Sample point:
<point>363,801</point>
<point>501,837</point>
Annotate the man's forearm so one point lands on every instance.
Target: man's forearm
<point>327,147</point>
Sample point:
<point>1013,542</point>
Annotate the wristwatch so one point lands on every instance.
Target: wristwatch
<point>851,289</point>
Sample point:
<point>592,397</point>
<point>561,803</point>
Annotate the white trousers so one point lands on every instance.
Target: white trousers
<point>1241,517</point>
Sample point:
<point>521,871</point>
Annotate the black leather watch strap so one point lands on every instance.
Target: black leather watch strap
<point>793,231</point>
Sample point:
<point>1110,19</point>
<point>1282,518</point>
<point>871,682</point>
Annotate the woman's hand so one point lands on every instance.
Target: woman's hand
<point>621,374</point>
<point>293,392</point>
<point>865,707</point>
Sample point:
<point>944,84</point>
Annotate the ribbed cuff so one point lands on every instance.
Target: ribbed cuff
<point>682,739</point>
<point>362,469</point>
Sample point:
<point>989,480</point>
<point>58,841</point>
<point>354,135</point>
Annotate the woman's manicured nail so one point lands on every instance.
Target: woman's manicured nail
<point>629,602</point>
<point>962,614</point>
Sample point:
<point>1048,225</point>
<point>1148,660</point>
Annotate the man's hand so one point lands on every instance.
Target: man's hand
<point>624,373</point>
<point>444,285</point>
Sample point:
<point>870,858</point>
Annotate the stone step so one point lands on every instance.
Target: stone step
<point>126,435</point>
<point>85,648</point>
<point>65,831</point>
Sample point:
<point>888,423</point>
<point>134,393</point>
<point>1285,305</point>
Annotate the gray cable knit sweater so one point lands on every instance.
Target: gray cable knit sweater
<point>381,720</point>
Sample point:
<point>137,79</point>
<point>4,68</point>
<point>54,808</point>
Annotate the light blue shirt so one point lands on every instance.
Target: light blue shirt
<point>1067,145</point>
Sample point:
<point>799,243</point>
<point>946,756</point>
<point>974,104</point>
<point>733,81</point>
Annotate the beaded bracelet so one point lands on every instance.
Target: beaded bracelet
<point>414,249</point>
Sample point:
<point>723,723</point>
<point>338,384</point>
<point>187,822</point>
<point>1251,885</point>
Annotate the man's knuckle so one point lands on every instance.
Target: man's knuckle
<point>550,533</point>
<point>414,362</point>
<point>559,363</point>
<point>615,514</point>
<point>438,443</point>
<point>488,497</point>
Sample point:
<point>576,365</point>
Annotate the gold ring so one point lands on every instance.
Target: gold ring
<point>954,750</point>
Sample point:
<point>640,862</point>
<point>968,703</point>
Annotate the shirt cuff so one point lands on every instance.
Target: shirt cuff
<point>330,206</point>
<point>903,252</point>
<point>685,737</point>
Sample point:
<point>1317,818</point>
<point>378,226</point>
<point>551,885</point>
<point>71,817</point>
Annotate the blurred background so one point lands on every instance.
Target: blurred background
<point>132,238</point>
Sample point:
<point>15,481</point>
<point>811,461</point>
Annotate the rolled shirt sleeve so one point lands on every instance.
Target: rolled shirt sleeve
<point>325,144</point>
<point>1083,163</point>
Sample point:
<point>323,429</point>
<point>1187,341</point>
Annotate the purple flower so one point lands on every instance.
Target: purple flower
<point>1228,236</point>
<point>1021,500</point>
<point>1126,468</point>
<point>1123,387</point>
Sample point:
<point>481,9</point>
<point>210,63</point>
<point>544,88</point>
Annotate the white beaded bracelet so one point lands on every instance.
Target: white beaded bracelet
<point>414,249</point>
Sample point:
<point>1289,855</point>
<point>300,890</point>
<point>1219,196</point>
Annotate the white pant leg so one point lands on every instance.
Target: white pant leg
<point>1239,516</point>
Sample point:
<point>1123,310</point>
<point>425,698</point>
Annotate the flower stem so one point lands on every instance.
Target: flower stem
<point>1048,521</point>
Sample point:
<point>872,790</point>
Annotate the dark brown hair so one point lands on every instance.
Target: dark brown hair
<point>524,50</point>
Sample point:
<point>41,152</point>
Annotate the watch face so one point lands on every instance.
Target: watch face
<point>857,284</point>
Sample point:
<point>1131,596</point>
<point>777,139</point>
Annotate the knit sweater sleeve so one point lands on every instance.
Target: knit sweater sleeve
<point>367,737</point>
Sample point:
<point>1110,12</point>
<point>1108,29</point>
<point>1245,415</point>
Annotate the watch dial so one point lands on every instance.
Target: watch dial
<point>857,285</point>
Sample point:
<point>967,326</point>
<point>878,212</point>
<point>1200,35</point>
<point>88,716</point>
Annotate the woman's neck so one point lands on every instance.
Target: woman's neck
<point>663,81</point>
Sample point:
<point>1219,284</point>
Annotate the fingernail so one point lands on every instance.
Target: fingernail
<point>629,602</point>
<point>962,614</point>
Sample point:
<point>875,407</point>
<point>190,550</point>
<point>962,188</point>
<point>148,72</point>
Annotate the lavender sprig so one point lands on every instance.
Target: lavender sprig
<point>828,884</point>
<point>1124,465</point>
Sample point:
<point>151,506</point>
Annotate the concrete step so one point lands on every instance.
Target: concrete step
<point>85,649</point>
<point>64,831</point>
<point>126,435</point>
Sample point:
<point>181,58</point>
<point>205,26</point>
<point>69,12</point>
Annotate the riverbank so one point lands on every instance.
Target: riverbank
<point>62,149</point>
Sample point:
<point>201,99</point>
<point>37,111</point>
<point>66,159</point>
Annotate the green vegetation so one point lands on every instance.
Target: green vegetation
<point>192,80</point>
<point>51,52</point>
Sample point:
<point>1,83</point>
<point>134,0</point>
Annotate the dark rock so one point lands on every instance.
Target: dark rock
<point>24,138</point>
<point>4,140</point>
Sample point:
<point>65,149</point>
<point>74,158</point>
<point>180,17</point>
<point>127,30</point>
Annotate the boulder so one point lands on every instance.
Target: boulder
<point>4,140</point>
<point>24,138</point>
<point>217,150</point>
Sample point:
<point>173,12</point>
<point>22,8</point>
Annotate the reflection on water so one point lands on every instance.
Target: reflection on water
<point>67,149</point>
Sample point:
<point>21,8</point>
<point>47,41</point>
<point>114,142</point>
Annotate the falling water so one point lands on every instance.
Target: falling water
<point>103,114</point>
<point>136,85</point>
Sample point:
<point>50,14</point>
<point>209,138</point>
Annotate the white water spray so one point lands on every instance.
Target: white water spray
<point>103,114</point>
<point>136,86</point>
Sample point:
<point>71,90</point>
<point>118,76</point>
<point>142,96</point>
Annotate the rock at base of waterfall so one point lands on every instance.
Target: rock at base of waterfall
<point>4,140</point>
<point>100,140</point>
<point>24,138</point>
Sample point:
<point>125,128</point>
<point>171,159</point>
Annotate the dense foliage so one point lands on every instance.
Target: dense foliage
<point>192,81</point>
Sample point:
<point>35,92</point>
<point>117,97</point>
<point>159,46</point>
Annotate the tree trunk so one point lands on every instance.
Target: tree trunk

........

THE TASK — An exact copy of the lines from the one with "<point>118,76</point>" to the final line of the entries is all that the answer should hold.

YOUR SOLUTION —
<point>118,76</point>
<point>142,96</point>
Annotate the rock at base of waterfall so one point lands on every instance.
Target: rock at base of waterfall
<point>4,140</point>
<point>100,140</point>
<point>24,138</point>
Sample point:
<point>125,128</point>
<point>171,159</point>
Annotate the dense foliage so one point lands on every instance.
Target: dense foliage
<point>192,81</point>
Sample point:
<point>35,92</point>
<point>117,97</point>
<point>159,46</point>
Annotate the tree trunk so one point lands on every instance.
Target: tree trunk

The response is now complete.